WHAT IS BEING ASKED: Copy out the rows verbatim, beginning at the line that contains "target: trolley wheel" and ending after the line that contains "481 473 L 479".

══════

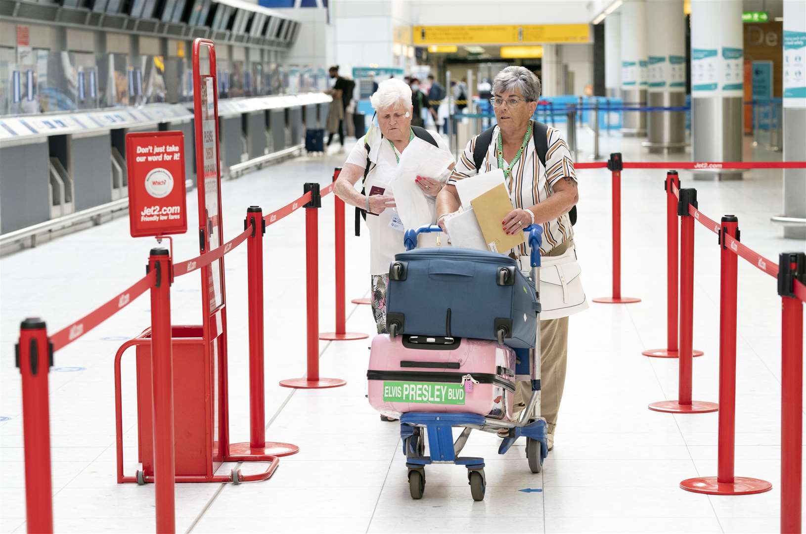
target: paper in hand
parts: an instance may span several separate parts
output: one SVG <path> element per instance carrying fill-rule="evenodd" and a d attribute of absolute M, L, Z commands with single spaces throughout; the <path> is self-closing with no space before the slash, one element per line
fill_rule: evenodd
<path fill-rule="evenodd" d="M 427 141 L 415 137 L 409 143 L 392 180 L 397 213 L 406 228 L 432 224 L 436 219 L 434 197 L 426 195 L 414 180 L 418 176 L 437 179 L 452 163 L 449 152 Z"/>

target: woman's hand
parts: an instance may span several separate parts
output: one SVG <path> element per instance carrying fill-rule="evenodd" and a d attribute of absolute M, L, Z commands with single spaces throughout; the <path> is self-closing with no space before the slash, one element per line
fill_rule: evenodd
<path fill-rule="evenodd" d="M 380 215 L 387 208 L 395 207 L 395 197 L 388 195 L 372 195 L 369 197 L 369 213 Z"/>
<path fill-rule="evenodd" d="M 418 176 L 414 179 L 414 183 L 420 186 L 422 192 L 430 197 L 436 197 L 437 193 L 442 188 L 442 184 L 439 180 L 426 176 Z"/>
<path fill-rule="evenodd" d="M 517 208 L 504 217 L 504 220 L 501 221 L 501 226 L 507 234 L 514 235 L 518 232 L 522 232 L 524 228 L 532 224 L 532 221 L 533 217 L 529 214 L 528 210 Z"/>

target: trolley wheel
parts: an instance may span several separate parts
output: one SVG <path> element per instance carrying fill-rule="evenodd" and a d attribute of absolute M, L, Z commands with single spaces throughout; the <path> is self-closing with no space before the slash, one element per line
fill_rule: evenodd
<path fill-rule="evenodd" d="M 539 473 L 542 469 L 543 459 L 542 456 L 540 441 L 527 437 L 526 458 L 529 460 L 529 469 L 531 470 L 532 473 Z"/>
<path fill-rule="evenodd" d="M 414 499 L 422 499 L 422 492 L 426 489 L 425 470 L 409 470 L 409 492 Z"/>
<path fill-rule="evenodd" d="M 481 473 L 479 471 L 467 471 L 467 478 L 470 482 L 470 495 L 473 496 L 474 501 L 483 501 L 484 500 L 484 491 L 487 489 L 487 484 L 484 483 L 484 478 L 481 476 Z"/>

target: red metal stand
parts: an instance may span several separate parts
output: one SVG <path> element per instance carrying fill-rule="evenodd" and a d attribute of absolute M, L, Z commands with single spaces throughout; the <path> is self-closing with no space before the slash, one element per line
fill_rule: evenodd
<path fill-rule="evenodd" d="M 156 271 L 151 289 L 152 391 L 154 420 L 154 478 L 156 532 L 176 532 L 174 511 L 173 355 L 171 347 L 171 257 L 152 248 L 148 270 Z"/>
<path fill-rule="evenodd" d="M 677 197 L 674 189 L 680 188 L 680 178 L 677 171 L 666 173 L 666 349 L 650 349 L 642 354 L 652 358 L 677 358 Z M 702 356 L 702 350 L 692 350 L 692 356 Z"/>
<path fill-rule="evenodd" d="M 712 495 L 746 495 L 772 489 L 766 480 L 733 475 L 736 445 L 736 291 L 738 256 L 725 242 L 725 235 L 739 239 L 739 221 L 722 217 L 720 234 L 721 267 L 719 310 L 719 448 L 716 477 L 697 477 L 680 482 L 680 487 Z"/>
<path fill-rule="evenodd" d="M 230 456 L 288 456 L 300 449 L 290 443 L 266 441 L 265 384 L 263 343 L 263 236 L 266 221 L 258 206 L 247 209 L 243 230 L 247 238 L 249 306 L 249 442 L 230 444 Z"/>
<path fill-rule="evenodd" d="M 282 380 L 283 387 L 318 389 L 347 384 L 341 379 L 319 376 L 319 228 L 318 211 L 322 207 L 319 184 L 305 184 L 304 192 L 311 192 L 310 202 L 304 207 L 305 221 L 305 292 L 307 295 L 308 372 L 300 379 Z"/>
<path fill-rule="evenodd" d="M 53 365 L 53 350 L 45 321 L 36 317 L 23 321 L 15 349 L 17 366 L 23 376 L 26 527 L 29 532 L 52 532 L 48 374 Z"/>
<path fill-rule="evenodd" d="M 697 206 L 696 189 L 680 189 L 677 213 L 680 216 L 680 349 L 678 363 L 678 399 L 652 403 L 649 408 L 667 413 L 716 412 L 716 403 L 692 400 L 692 336 L 694 323 L 694 217 L 689 205 Z"/>
<path fill-rule="evenodd" d="M 800 532 L 803 479 L 804 306 L 794 283 L 806 283 L 806 254 L 779 256 L 781 296 L 781 532 Z"/>
<path fill-rule="evenodd" d="M 337 167 L 333 172 L 334 183 L 339 179 L 339 173 L 342 168 Z M 322 332 L 319 333 L 319 339 L 328 341 L 350 341 L 355 339 L 365 339 L 369 337 L 369 334 L 361 332 L 347 331 L 347 304 L 345 285 L 345 267 L 344 267 L 344 201 L 334 195 L 335 203 L 335 221 L 333 225 L 335 237 L 336 249 L 336 331 Z"/>
<path fill-rule="evenodd" d="M 641 302 L 634 296 L 621 296 L 621 154 L 610 155 L 607 168 L 613 172 L 613 296 L 600 296 L 593 302 L 625 304 Z"/>

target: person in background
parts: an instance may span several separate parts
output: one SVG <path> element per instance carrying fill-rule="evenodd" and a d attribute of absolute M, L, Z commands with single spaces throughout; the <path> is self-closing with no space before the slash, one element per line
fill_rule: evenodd
<path fill-rule="evenodd" d="M 492 104 L 497 120 L 492 142 L 480 169 L 473 162 L 478 135 L 459 156 L 447 184 L 437 197 L 437 223 L 445 230 L 445 218 L 459 207 L 455 184 L 459 180 L 500 168 L 504 171 L 509 197 L 515 209 L 501 221 L 508 234 L 516 234 L 532 224 L 543 227 L 541 256 L 560 256 L 574 247 L 574 230 L 568 212 L 579 201 L 574 161 L 559 131 L 549 127 L 545 166 L 540 162 L 532 139 L 532 115 L 540 97 L 540 81 L 524 67 L 507 67 L 492 81 Z M 529 271 L 529 250 L 521 245 L 510 253 L 521 268 Z M 541 415 L 548 423 L 548 447 L 554 447 L 557 414 L 565 385 L 568 352 L 568 317 L 540 321 L 542 361 Z M 522 410 L 531 395 L 528 381 L 518 382 L 513 407 Z"/>
<path fill-rule="evenodd" d="M 420 90 L 420 81 L 417 78 L 411 78 L 411 105 L 412 118 L 411 125 L 413 126 L 423 126 L 422 110 L 428 109 L 428 97 Z"/>
<path fill-rule="evenodd" d="M 330 146 L 334 135 L 338 132 L 339 141 L 342 145 L 342 150 L 343 150 L 344 110 L 347 109 L 345 103 L 349 105 L 350 100 L 352 98 L 352 90 L 350 85 L 352 82 L 351 81 L 347 81 L 347 78 L 339 76 L 339 65 L 330 67 L 327 69 L 327 72 L 330 77 L 330 80 L 334 81 L 333 86 L 329 91 L 326 91 L 328 94 L 333 97 L 333 101 L 330 102 L 330 110 L 327 114 L 327 132 L 330 134 L 327 138 L 327 146 Z M 355 86 L 355 84 L 352 84 L 352 87 Z M 339 100 L 338 103 L 336 102 L 337 99 Z M 334 107 L 337 109 L 334 110 Z M 338 122 L 336 122 L 336 121 Z"/>
<path fill-rule="evenodd" d="M 433 74 L 428 75 L 428 83 L 430 85 L 428 89 L 428 110 L 434 118 L 434 123 L 438 127 L 442 124 L 439 114 L 440 108 L 443 104 L 447 107 L 447 103 L 444 101 L 445 88 L 437 82 Z"/>

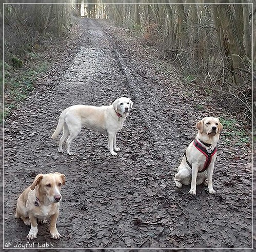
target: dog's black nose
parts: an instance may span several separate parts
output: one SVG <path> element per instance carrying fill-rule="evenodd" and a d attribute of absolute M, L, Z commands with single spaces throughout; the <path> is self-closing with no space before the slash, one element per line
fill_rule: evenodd
<path fill-rule="evenodd" d="M 54 196 L 54 199 L 56 201 L 60 201 L 61 198 L 62 196 L 61 196 L 61 195 L 57 195 L 56 196 Z"/>

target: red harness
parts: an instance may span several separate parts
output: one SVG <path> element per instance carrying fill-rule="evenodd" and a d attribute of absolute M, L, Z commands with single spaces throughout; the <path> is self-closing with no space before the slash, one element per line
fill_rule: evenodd
<path fill-rule="evenodd" d="M 204 143 L 204 144 L 207 145 L 208 144 L 207 143 L 206 144 Z M 202 170 L 200 171 L 200 172 L 198 172 L 199 173 L 203 173 L 206 170 L 207 170 L 207 169 L 211 163 L 212 156 L 215 154 L 215 153 L 216 153 L 217 151 L 217 148 L 216 147 L 215 147 L 212 151 L 210 151 L 210 152 L 209 152 L 209 151 L 210 150 L 207 151 L 206 150 L 206 148 L 204 147 L 196 139 L 194 139 L 194 141 L 193 142 L 193 144 L 199 151 L 200 151 L 202 153 L 203 153 L 206 157 L 206 160 L 205 160 L 204 168 Z M 211 146 L 211 144 L 209 145 L 209 147 Z M 186 155 L 186 152 L 185 152 L 184 155 L 186 157 L 186 160 L 187 161 L 187 163 L 188 164 L 188 166 L 192 169 L 192 165 L 188 162 L 188 159 L 187 158 L 187 156 Z"/>

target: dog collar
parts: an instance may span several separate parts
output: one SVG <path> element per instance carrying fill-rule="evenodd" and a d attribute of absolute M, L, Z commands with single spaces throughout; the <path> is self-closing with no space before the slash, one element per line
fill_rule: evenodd
<path fill-rule="evenodd" d="M 119 113 L 118 113 L 114 109 L 114 110 L 115 111 L 115 114 L 116 114 L 116 115 L 119 117 L 119 118 L 120 117 L 123 117 L 123 116 L 122 116 L 122 115 L 121 114 L 120 114 Z"/>
<path fill-rule="evenodd" d="M 39 199 L 37 197 L 36 197 L 36 199 L 35 199 L 35 206 L 38 206 L 40 203 L 40 201 L 39 201 Z"/>
<path fill-rule="evenodd" d="M 200 140 L 201 142 L 202 141 Z M 202 143 L 203 143 L 203 144 L 205 144 L 204 143 L 202 142 Z M 205 160 L 205 164 L 204 165 L 204 168 L 203 168 L 203 170 L 200 171 L 200 172 L 198 172 L 199 173 L 203 173 L 205 171 L 206 171 L 207 168 L 208 167 L 209 165 L 211 163 L 211 159 L 212 158 L 212 156 L 216 153 L 217 152 L 217 148 L 215 147 L 213 150 L 211 150 L 210 149 L 209 150 L 206 150 L 206 148 L 205 148 L 196 139 L 194 139 L 194 141 L 193 142 L 193 144 L 194 146 L 202 153 L 203 153 L 205 157 L 206 157 L 206 160 Z M 209 143 L 207 143 L 207 144 L 211 146 L 212 146 L 211 144 L 209 144 Z M 207 146 L 207 145 L 206 145 Z M 210 147 L 210 146 L 207 147 Z M 192 169 L 192 165 L 190 163 L 188 160 L 188 159 L 187 158 L 187 156 L 186 155 L 186 151 L 184 153 L 184 156 L 186 158 L 186 161 L 187 162 L 187 163 L 188 164 L 188 166 Z"/>
<path fill-rule="evenodd" d="M 207 147 L 209 147 L 210 149 L 211 149 L 211 146 L 212 146 L 212 144 L 211 143 L 206 143 L 206 142 L 204 142 L 203 141 L 202 141 L 202 140 L 201 140 L 201 139 L 199 139 L 198 140 L 199 140 L 199 141 L 200 141 L 200 142 L 202 143 L 203 143 L 203 144 L 204 144 L 204 145 L 205 145 Z"/>

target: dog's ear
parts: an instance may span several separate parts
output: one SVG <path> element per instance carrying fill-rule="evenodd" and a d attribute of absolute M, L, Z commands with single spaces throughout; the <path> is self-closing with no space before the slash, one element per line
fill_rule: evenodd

══════

WRITTEN RESPONSE:
target: trolley wheel
parts: an instance may span several separate parts
output: one SVG <path> element per instance carrying fill-rule="evenodd" and a d attribute of absolute M, L, Z commands with single spaces throughout; the <path> is self-closing with no space before the slash, one element per line
fill_rule: evenodd
<path fill-rule="evenodd" d="M 539 473 L 542 469 L 543 459 L 542 456 L 540 441 L 527 437 L 526 458 L 529 460 L 529 469 L 531 470 L 532 473 Z"/>
<path fill-rule="evenodd" d="M 414 499 L 422 499 L 422 492 L 426 489 L 425 470 L 409 470 L 409 492 Z"/>
<path fill-rule="evenodd" d="M 481 473 L 479 471 L 467 471 L 467 478 L 470 482 L 470 495 L 473 496 L 474 501 L 483 501 L 484 500 L 484 491 L 487 489 L 487 484 L 484 483 L 484 478 L 481 476 Z"/>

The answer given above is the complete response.